DATASET ENTRIES: Begin

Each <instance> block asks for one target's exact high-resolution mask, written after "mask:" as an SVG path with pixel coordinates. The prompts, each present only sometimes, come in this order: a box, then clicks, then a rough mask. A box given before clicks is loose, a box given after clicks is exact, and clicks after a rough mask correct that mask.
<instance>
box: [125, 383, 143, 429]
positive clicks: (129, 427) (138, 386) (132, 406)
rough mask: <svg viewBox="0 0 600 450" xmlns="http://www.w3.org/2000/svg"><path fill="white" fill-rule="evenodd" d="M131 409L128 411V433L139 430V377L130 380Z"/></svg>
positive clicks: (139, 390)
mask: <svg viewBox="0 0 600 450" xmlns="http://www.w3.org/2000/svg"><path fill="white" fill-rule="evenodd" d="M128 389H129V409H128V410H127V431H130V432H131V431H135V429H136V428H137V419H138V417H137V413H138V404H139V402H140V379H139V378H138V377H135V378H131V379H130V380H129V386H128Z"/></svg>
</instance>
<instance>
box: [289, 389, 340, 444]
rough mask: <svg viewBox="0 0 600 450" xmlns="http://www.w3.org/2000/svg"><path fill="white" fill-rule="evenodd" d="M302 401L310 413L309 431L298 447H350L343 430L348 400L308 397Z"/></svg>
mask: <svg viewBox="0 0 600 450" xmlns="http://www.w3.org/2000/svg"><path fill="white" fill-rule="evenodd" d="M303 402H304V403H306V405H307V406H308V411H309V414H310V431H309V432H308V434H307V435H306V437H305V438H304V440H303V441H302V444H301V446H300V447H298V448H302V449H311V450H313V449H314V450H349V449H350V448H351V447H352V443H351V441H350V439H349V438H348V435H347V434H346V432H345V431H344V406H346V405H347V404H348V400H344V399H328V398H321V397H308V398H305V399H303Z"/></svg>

DATASET ENTRIES: End

Find every line in the data above that contains the string "positive", and copy each of those lines in full.

positive clicks: (129, 427) (138, 386) (132, 406)
positive clicks: (139, 390)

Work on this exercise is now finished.